*Document section*.

A survey of multifamily property owners shows a dire situation for the owners of small buildings in New York City.
The Community Housing Improvement Program (CHIP) found that nearly two-thirds of all commercial properties located in rent-stabilized buildings have failed to pay any rent so far in May. Additionally, residential rental income is roughly 20 percent behind expected returns so far this month, which trails behind national averages.
The data, collected by surveying the owners and operators of more than 100,000 units of rent-stabilized housing, also revealed that nearly a quarter of residential tenants are not paying any rent. It is clear that New York City remains the epicenter of the economic disaster caused by the COVID-19 pandemic.
“Unless the federal government steps in to help renters and owners in a big way, we are going to see a housing disaster the likes of which we have never seen,” said Jay Martin, Executive Director of CHIP.
“Congress must provide financial aid directly to renters and the state must match that with property tax relief for owners or in weeks, not months, we will see buildings going under.”
Respondents to the survey reported that they collected 82 percent of residential rent in April. Commercial rent collection was only 34 percent. Many rent-stabilized buildings have commercial storefronts on the first floor that subsidize residential tenants who pay vastly below market rate.

*Provided material*.
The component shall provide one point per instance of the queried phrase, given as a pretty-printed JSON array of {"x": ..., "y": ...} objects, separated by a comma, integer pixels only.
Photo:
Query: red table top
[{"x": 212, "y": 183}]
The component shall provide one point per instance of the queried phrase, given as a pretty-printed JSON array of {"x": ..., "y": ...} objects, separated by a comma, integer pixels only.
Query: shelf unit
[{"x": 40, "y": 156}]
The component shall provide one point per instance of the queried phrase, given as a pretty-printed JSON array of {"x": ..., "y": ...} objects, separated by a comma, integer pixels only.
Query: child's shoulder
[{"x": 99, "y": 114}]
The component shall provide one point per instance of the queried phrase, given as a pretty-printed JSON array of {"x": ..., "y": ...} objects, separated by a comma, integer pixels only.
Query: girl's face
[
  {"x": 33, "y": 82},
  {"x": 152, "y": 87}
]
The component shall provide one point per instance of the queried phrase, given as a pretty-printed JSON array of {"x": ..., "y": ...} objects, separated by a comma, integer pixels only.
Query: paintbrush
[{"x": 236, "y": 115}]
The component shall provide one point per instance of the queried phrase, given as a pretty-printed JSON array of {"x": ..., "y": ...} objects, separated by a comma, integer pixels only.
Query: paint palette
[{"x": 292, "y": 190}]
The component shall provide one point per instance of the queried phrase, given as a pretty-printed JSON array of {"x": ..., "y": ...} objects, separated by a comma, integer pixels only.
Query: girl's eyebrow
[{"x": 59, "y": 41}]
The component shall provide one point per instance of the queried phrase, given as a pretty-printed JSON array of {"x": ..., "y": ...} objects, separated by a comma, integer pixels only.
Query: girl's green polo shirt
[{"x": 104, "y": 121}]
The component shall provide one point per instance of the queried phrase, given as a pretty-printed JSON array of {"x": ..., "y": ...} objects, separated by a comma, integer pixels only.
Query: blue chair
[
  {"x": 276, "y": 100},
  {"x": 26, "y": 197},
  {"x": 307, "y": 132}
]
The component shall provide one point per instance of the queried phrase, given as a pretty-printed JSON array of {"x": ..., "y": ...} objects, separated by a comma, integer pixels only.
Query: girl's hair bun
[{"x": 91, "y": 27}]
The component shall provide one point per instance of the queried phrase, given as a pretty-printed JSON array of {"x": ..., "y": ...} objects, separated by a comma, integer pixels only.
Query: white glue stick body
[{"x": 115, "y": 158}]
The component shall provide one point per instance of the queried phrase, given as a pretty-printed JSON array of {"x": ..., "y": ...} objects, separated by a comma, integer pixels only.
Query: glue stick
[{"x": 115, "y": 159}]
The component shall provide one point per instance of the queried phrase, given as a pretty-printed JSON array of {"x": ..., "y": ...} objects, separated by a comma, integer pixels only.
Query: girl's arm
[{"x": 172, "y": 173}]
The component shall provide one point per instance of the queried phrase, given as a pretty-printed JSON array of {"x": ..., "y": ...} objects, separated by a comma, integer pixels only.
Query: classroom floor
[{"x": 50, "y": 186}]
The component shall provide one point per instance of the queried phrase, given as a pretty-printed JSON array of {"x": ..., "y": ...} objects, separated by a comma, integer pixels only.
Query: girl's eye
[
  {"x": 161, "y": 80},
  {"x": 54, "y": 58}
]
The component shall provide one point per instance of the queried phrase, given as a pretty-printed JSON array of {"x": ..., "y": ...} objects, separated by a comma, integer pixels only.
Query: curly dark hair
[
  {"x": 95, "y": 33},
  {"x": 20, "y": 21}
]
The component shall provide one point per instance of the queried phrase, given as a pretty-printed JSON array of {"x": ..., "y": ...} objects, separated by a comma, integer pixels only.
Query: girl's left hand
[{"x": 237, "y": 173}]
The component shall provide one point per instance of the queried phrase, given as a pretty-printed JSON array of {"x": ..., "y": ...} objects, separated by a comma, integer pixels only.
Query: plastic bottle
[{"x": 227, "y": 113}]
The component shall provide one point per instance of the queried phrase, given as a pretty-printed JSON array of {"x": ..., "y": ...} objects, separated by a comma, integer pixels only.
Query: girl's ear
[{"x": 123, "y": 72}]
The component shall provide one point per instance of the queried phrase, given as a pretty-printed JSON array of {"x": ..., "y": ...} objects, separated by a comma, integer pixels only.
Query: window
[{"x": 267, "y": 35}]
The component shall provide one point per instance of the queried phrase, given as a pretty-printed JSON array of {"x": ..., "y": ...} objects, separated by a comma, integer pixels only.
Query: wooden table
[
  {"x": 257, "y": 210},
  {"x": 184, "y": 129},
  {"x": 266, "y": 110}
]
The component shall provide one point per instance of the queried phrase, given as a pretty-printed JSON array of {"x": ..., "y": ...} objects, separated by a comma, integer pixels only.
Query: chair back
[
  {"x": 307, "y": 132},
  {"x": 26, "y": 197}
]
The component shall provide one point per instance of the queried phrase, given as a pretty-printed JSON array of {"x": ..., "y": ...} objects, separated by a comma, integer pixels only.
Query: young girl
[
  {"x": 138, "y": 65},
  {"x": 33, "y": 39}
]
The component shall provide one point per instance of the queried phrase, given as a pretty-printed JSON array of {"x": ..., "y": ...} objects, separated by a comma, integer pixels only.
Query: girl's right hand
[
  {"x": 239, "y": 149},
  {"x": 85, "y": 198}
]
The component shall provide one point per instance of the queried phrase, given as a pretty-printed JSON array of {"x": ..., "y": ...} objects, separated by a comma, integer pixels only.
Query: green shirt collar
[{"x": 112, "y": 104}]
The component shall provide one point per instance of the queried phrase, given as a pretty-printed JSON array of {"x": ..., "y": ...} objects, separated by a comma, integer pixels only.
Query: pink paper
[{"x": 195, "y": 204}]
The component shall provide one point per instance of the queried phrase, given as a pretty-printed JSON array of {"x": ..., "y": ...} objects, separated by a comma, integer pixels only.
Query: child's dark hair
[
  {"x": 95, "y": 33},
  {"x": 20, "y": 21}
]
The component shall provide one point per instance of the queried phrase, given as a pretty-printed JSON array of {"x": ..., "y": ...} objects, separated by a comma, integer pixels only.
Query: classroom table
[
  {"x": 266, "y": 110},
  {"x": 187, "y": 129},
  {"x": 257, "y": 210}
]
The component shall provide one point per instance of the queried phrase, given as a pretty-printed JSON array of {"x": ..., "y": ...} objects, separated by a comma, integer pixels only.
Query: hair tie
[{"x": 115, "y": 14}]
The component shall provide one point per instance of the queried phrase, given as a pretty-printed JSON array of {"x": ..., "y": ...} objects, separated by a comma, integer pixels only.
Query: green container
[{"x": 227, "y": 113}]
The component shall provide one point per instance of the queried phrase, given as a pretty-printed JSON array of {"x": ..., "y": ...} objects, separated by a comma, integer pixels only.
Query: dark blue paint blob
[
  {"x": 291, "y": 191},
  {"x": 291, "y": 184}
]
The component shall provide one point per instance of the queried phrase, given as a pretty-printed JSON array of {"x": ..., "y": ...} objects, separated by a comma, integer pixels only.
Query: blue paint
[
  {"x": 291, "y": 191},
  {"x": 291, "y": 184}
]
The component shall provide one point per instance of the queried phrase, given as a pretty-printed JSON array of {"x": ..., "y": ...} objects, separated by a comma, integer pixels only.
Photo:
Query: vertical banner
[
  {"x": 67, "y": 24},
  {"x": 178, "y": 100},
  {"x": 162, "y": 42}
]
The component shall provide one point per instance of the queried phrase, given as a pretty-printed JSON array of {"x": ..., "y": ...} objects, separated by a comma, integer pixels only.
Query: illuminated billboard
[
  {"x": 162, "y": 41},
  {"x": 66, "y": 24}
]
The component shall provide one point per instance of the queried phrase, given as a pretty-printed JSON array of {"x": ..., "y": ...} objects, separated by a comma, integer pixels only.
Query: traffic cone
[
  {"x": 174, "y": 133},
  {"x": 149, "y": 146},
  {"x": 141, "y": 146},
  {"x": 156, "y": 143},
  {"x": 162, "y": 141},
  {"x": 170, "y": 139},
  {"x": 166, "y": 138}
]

*Task goal*.
In the article on the rent survey, what share of commercial rent did respondents say they collected in April?

*Your solution*.
34 percent